▸ YOUR GOAL
Transcribe each line of the material as it is, and drop any picture.
━━━━━━
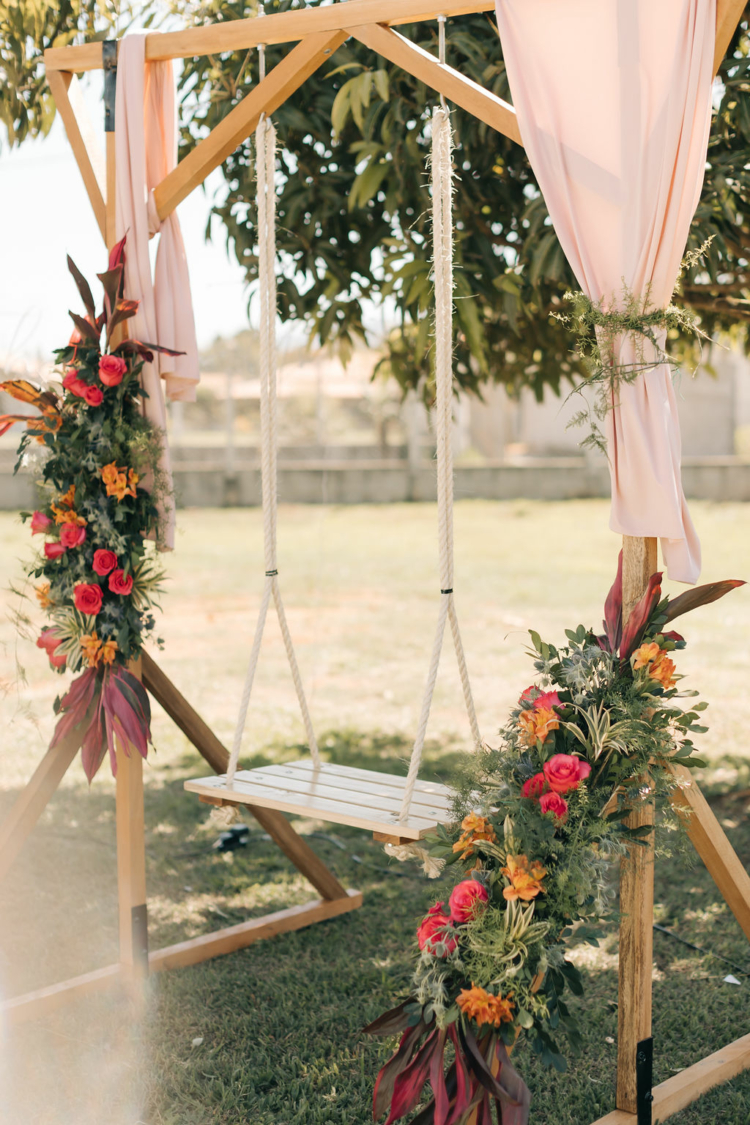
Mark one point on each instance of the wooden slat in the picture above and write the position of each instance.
(679, 1090)
(66, 91)
(714, 848)
(729, 14)
(397, 782)
(353, 785)
(635, 881)
(243, 119)
(321, 808)
(237, 937)
(486, 106)
(314, 786)
(280, 27)
(44, 1000)
(33, 800)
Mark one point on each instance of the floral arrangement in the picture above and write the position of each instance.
(97, 578)
(538, 824)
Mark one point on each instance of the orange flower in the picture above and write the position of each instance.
(525, 879)
(91, 647)
(484, 1007)
(43, 595)
(475, 828)
(538, 723)
(663, 671)
(645, 654)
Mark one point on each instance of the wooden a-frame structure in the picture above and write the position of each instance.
(316, 34)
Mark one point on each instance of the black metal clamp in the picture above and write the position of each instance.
(644, 1081)
(109, 63)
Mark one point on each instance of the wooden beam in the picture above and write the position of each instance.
(280, 27)
(499, 115)
(69, 99)
(635, 881)
(242, 120)
(200, 735)
(33, 800)
(44, 1000)
(183, 716)
(679, 1090)
(238, 937)
(712, 845)
(729, 14)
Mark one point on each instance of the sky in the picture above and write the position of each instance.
(45, 215)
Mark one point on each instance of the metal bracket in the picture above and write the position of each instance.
(109, 63)
(139, 932)
(644, 1081)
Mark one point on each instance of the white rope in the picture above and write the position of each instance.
(442, 198)
(265, 167)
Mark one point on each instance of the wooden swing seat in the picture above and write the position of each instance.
(340, 794)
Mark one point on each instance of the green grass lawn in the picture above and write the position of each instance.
(270, 1035)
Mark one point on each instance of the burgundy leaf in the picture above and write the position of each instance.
(701, 595)
(124, 312)
(82, 288)
(391, 1022)
(398, 1061)
(84, 327)
(478, 1064)
(639, 617)
(437, 1080)
(613, 610)
(110, 282)
(409, 1083)
(517, 1112)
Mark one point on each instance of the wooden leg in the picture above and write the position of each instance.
(635, 882)
(132, 860)
(32, 802)
(713, 847)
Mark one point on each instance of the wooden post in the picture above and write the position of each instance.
(132, 860)
(635, 881)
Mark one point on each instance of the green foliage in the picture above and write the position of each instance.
(353, 198)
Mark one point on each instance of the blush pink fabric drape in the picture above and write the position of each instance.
(145, 151)
(614, 107)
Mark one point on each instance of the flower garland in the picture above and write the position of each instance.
(98, 578)
(599, 325)
(538, 824)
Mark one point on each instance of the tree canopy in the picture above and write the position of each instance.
(353, 199)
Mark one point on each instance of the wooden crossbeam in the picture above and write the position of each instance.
(486, 106)
(280, 27)
(264, 98)
(69, 99)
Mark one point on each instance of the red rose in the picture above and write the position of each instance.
(119, 584)
(93, 396)
(432, 932)
(111, 369)
(39, 523)
(87, 596)
(104, 561)
(556, 804)
(73, 384)
(565, 772)
(534, 786)
(72, 536)
(466, 898)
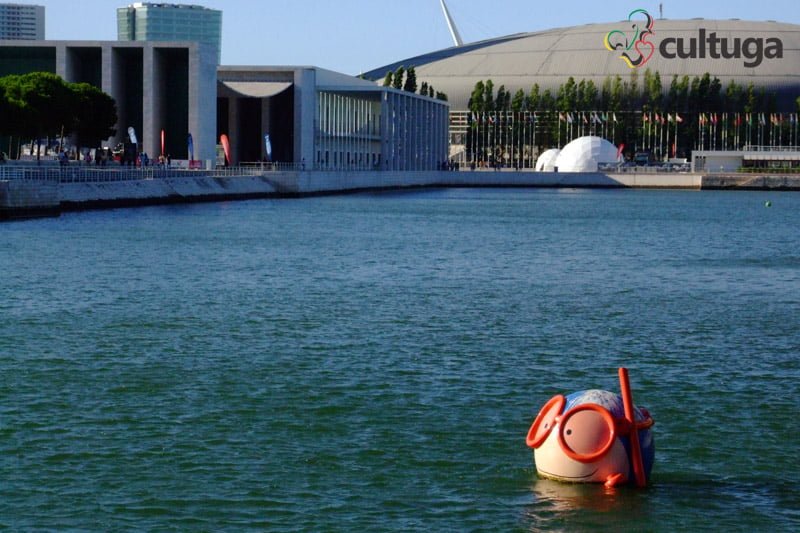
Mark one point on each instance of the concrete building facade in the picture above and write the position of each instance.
(145, 21)
(156, 85)
(21, 22)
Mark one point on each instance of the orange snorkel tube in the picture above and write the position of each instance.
(636, 450)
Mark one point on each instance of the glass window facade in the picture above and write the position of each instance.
(170, 22)
(21, 22)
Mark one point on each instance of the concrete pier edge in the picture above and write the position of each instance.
(32, 198)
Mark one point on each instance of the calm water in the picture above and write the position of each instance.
(373, 362)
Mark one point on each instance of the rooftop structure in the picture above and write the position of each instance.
(21, 22)
(144, 21)
(324, 120)
(157, 86)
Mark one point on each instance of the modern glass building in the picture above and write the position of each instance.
━━━━━━
▸ WRITTEN ANSWER
Mark one point on each instance of the wooden slat in the picture above and write the position of each instance.
(679, 1090)
(66, 91)
(714, 848)
(729, 14)
(397, 782)
(353, 785)
(635, 881)
(243, 119)
(321, 808)
(237, 937)
(486, 106)
(314, 786)
(280, 27)
(44, 1000)
(33, 800)
Mark one point on each instance of the floral arrangement in the picture above and write the position of each instance.
(97, 578)
(538, 824)
Mark one point on each instance of the orange flower in the picture above and write the position of each instance.
(525, 879)
(91, 647)
(484, 1007)
(43, 595)
(475, 828)
(538, 723)
(663, 671)
(645, 654)
Mark one point on each instance of the wooden a-frame structure in the picture above and write the position of each instance.
(316, 34)
Mark one point on each instance of the black metal clamp in the picture above and write the position of each instance.
(644, 1081)
(109, 63)
Mark one point on each instance of the wooden beam in the picture above and write the position of each instance.
(280, 27)
(499, 115)
(69, 99)
(635, 881)
(242, 120)
(200, 735)
(33, 800)
(44, 1000)
(183, 716)
(679, 1090)
(238, 937)
(712, 845)
(729, 14)
Mark one point on each instance of the sky in the picture above and write the position of each instance.
(45, 215)
Mark one point on each instance of the metal bracket in the picture above and write the position of each instance.
(109, 63)
(139, 932)
(644, 1081)
Mark one point on each instance of the white rope in the picture above and write the position of each instance.
(442, 198)
(265, 167)
Mark one point on each instance of the wooden swing seat in the picture above and write the position of each instance.
(340, 794)
Mark one point on each instance of the green grass lawn in the picture above and write the position of each instance.
(270, 1035)
Mark one point on each instance of the burgundy leaf in the picture above and write the position of each instance.
(701, 595)
(124, 312)
(82, 288)
(391, 1022)
(398, 1061)
(84, 327)
(478, 1064)
(639, 617)
(437, 1080)
(613, 610)
(110, 282)
(409, 1083)
(517, 1112)
Mark one point on each instance of the wooden leg in the picture above and write the position of each instance.
(635, 882)
(132, 860)
(32, 802)
(713, 847)
Mark one point on each instance of the wooden post in the picture above and write the position of each instance.
(132, 860)
(635, 881)
Mark one point on each instance of the green foliage in the picture above and write the position of each instance.
(353, 198)
Mark one point on each instance of the blush pink fabric drape in the picture above and write the position of each instance.
(145, 151)
(614, 107)
Mark one point on each instance of the flower garland in the picture above and write the position of each instance.
(98, 578)
(599, 325)
(538, 824)
Mark one point on each instance of the tree canopy in the picture above and write the position of each instance.
(353, 199)
Mark one point on each instance of the wooden crossbeam in the picture above and write the position of each instance.
(486, 106)
(280, 27)
(264, 98)
(69, 99)
Mark one point on each instance of the red rose in the picture above and write the position of each instance.
(119, 584)
(93, 396)
(432, 932)
(111, 369)
(39, 523)
(87, 596)
(104, 561)
(556, 804)
(73, 384)
(565, 772)
(534, 786)
(72, 536)
(466, 898)
Mark one point on each instance of the concrete building facade in the picture above and write the position of each instance.
(145, 21)
(156, 85)
(21, 22)
Mark one point on each instance of the orange snorkel tube in the picture above and write the position of each instance.
(636, 450)
Mark one point on each instance of the glass window facade in the picture above and write the position of each instance.
(170, 22)
(21, 22)
Mark one point on each instance of the concrete pier edge in the picture above and write the position of each instance.
(32, 198)
Mark one point on each instance of the calm water in the picture above and write the position of each instance.
(373, 362)
Mark one point on each instance of the rooftop structure in the picture above and write the position of each instance.
(21, 22)
(144, 21)
(324, 120)
(157, 86)
Mark one point on each instance of the modern glass building in the picture above and write the position of each instance.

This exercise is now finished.